§ **課題一覧**
(a) 八ヶ岳の山小屋を回想した文章によると、稜線にある各小屋は総じてどんな水を利用しているか。
(b) 八ヶ岳の山小屋を回想した文章を、示された最後の文の後から書き継ぐこと。

森の道 333 × 242 F4号
「山小屋の事」その2
50年前のしばらくの間八ヶ岳ばかり歩いていた時代がある。
北八、南八を一年中歩き回っておよそ3年で気が付いたら全ルートを制覇していたが、
それが目的ではなかったが日本地理院の五万図のルートをなぞった赤い鉛筆の蜘蛛の巣
には何故か微笑んでいた。
八ヶ岳初の山行は正月の赤岳で美濃戸口でバスを下され身支度を整えても辺りはまだ夜も明けない。
赤岳で元旦の日の出を祝う今回の山行も時々登場の山友の彼も八ヶ岳は初めてなので心なしか緊張の二人です。
ルートを北沢峠へと歩む美濃戸山荘までは約1時間この辺りの山荘は登山客へ無料でお茶や野沢菜を提供しているが
今現在はどうなのだろうか等と思い出し書いている。
赤岳鉱泉から更に北へルートを取り硫黄岳の頂上へと向かい今宵の宿硫黄岳山荘へと辿る。
この山行から硫黄岳山荘との付き合いが始まるとは夢想だにしていなかった。
硫黄岳にはその後何年もの間に渡って利用させてもらった。
小屋の方たちの親切さや振る舞いは静けさの中で自然に行われ不思議な空間を提供しくれた。
私が泊まると出来る限り許される限り1人部屋に案内してくれるので甘んじて受け入れてた。
又ある年の時は風呂で汗を流しませんかと進められあまりにも意表を突いた言葉に驚いてしまった程だ。
八ヶ岳の稜線は水が無いので各小屋は総じて天水を利用している。
登山者は麓で飲料水を確保しなければならないのが鉄則です。
風呂はドラム缶です、屋根掛けの下にドラム缶の湯が月の光を受け揺らいでいるそこへそっと身体を入れる
少し温めだが屋根の袂にランプが掛けてありそのランプの火影が柔らかく差す贅沢な光景である。

§ **データ部分**
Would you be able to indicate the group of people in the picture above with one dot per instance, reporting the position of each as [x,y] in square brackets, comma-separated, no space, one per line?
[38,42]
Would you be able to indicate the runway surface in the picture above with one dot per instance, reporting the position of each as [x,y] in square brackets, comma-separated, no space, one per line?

§ **各課題の解答**
(a) 天水を利用している。

(b)
周囲は闇の世界、生きる者のちっぽけな命の榾火は温まり闇へと溶けて行く。
そこで感じ取る湯の滑らかさにフッと気が付く妙な滑らかさに濃さを感じる、そうですよね水は天からの貰い水
毎日替えることなど出来ないのだ小屋の方々が利用し貴重な水を足しながら湯を立てるのだからありがたく頂戴しよう。
この小屋へは数人で利用したりもした。その時も私ら3人は特別室へ案内され連れは呆気に囚われて顔ですねと言わる。
その晩の食事が終わり部屋に戻ると小屋の方が茶色の一升瓶を下げ入ってくるなり「どうぞ飲んで疲れを取ってください」
と、差し出したそれは地元で作られたウイスキーだと言う。
ラベルを見るとマリリンと明記されている「マリリンモンローか」このようなウイスキーが無造作に出される妙な小屋だす。
旨い酒に疲れが程よく溶けてゆく。 ありがたや、ありがたやー。
所で不思議なことにこの小屋の誰とも挨拶以外の言葉を交わした記憶が無いのであります。
そんな馬鹿なと思い起こし手無いです。
小屋の人達の顔すら覚えていない。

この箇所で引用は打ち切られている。